» Text shown
..............................
Both parents have an equal, separate entitlement to parental leave. Where both parents work for the same employer and the employer agrees, one parent can transfer 14 weeks of their parental leave entitlement to the other parent.
The legislation only sets out the minimum entitlement to parental leave. Depending on the contract of employment between the employee and the organisation, the employee may have more extensive rights to parental leave, as employers have the option to offer more than the entitlement set out in the legislation.
There have been significant developments in the entitlements to family leaves for working families in recent years, and this includes the aforementioned extension of the parental leave entitlements in 2019 from 18 weeks to 26 weeks, and the extension of the time period in which the leave can be taken from when the child attains the age of 8 years to when the child attains the age of 12 years.
..............................
» Record set
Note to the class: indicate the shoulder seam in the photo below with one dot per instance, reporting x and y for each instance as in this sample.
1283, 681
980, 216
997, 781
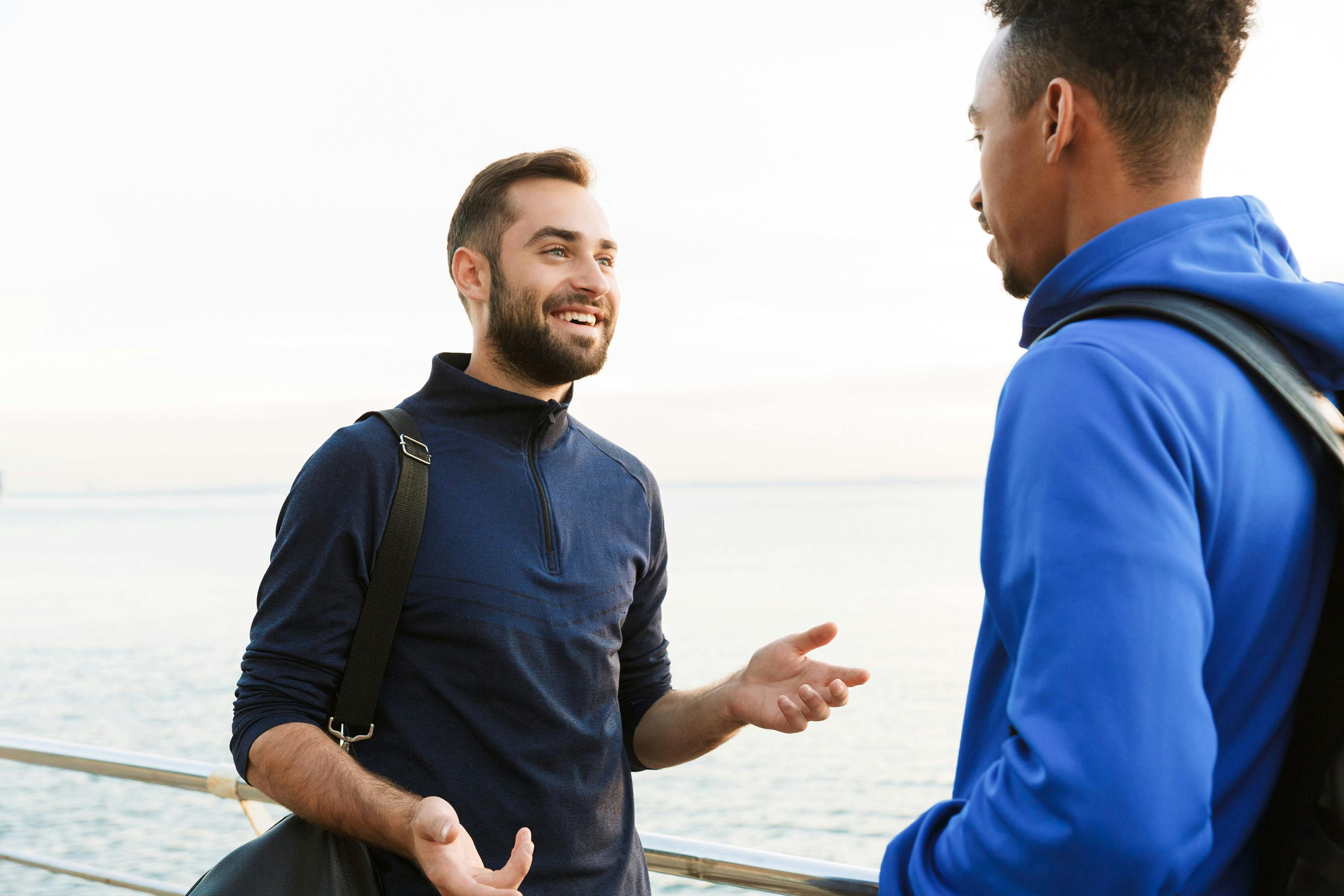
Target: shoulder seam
580, 429
1150, 390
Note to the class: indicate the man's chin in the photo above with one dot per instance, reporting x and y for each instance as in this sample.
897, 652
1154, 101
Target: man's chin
1015, 284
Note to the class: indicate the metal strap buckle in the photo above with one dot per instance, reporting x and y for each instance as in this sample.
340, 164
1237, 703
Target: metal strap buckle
408, 452
340, 735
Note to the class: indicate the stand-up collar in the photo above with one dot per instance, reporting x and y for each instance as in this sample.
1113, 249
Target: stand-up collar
464, 402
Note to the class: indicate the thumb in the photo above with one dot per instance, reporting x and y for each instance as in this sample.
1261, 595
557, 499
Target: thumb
814, 637
437, 820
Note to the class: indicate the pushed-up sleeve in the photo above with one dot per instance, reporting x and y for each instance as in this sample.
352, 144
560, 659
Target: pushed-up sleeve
1094, 570
646, 668
312, 593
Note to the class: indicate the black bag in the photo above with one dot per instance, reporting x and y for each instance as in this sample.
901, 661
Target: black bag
296, 857
1301, 835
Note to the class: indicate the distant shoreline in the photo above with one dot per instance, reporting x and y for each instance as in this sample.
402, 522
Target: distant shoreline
245, 491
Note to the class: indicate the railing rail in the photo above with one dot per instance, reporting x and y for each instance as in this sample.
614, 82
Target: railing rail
713, 863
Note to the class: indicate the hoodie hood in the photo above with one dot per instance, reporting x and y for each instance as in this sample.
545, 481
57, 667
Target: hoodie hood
1228, 250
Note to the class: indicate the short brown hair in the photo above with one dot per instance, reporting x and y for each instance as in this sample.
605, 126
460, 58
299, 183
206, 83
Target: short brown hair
484, 213
1158, 69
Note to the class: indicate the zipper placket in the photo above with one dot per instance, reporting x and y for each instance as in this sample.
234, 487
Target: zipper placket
551, 564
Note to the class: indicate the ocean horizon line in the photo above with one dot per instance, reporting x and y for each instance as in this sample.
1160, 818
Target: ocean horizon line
267, 488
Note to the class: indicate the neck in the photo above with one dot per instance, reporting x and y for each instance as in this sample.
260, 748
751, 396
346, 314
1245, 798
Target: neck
487, 367
1111, 201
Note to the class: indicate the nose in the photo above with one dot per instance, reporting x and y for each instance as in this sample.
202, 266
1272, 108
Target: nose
590, 280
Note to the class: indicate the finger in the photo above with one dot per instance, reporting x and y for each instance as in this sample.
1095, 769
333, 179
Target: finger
851, 676
814, 707
793, 718
519, 863
836, 694
470, 887
814, 637
461, 884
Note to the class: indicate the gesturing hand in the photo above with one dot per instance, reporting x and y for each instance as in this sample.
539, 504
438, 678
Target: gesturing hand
781, 672
448, 855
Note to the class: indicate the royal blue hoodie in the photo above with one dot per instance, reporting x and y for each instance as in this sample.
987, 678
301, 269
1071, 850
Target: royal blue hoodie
1155, 554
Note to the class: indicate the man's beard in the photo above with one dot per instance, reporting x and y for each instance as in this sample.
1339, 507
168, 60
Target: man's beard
1015, 284
527, 347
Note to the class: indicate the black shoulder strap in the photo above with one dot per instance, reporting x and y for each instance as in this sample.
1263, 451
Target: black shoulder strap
392, 575
1301, 844
1238, 336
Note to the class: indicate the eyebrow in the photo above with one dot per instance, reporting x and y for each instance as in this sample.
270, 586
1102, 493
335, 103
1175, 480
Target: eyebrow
568, 236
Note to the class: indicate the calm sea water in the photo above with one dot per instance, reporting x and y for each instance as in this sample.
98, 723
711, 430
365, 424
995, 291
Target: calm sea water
124, 620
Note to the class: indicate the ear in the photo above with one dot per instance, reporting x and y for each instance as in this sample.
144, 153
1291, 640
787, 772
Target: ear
1060, 124
471, 275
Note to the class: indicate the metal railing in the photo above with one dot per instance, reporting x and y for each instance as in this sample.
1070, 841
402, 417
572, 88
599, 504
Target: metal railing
713, 863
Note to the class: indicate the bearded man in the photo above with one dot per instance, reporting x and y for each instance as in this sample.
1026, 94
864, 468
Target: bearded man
529, 675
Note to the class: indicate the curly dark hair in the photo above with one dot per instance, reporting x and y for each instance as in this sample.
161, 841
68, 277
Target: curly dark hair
1158, 68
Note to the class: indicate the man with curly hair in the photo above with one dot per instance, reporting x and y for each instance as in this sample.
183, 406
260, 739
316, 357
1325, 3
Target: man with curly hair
1156, 539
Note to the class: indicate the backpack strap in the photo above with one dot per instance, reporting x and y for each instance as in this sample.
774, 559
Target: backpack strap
393, 564
1301, 839
1244, 340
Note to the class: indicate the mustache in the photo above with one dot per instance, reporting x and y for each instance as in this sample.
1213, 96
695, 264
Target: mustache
557, 302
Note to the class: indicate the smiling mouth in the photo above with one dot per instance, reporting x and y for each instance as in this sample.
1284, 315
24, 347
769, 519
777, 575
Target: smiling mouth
578, 318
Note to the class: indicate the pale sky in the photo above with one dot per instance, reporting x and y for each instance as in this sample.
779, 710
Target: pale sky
222, 226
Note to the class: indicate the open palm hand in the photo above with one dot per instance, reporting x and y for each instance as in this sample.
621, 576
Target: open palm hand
448, 856
784, 689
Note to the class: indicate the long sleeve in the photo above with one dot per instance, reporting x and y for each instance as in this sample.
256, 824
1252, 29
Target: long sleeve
646, 668
312, 593
1094, 577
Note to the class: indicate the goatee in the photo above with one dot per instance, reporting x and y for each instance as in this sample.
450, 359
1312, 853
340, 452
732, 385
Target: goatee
527, 346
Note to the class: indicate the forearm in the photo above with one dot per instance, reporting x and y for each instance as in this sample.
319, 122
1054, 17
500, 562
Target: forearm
686, 724
299, 766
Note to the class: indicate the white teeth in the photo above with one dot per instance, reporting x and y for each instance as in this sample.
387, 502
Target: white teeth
578, 318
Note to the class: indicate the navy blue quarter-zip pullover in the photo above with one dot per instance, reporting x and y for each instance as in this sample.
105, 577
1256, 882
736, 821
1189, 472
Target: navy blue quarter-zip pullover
530, 644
..............................
» What you will do
• 1. List every number of weeks mentioned in the parental leave text.
• 2. Render this sentence from the parental leave text in Spanish: "Both parents have an equal, separate entitlement to parental leave."
• 3. Extend the parental leave text by writing a further paragraph that picks up after its last sentence.

» Responses to the exercise
• 1. 14 weeks, 18 weeks, 26 weeks

• 2. Ambos progenitores tienen un derecho igual e independiente al permiso parental.

• 3.
The Work Life Balance and Miscellaneous Provisions Act 2023 was enacted on 4 April 2023, and introduces important entitlements for workers, including leave for medical care purposes for parents of children under 12, and the right to request flexible working for parents and carers. It transposes the Work-Life Balance Directive which specifically prevents the transfer of paid leave between parents in the interests of gender equality and of encouraging fathers as well as mothers to take such leave. Otherwise, there is a risk that only mothers would take the leave, potentially creating labour market disadvantages for them and that fathers would not be encouraged to take a greater share of their caring responsibilities.
For this reason, while conscious of the complex needs of families, it is not proposed to change the provisions making Parent's Leave non-transferable.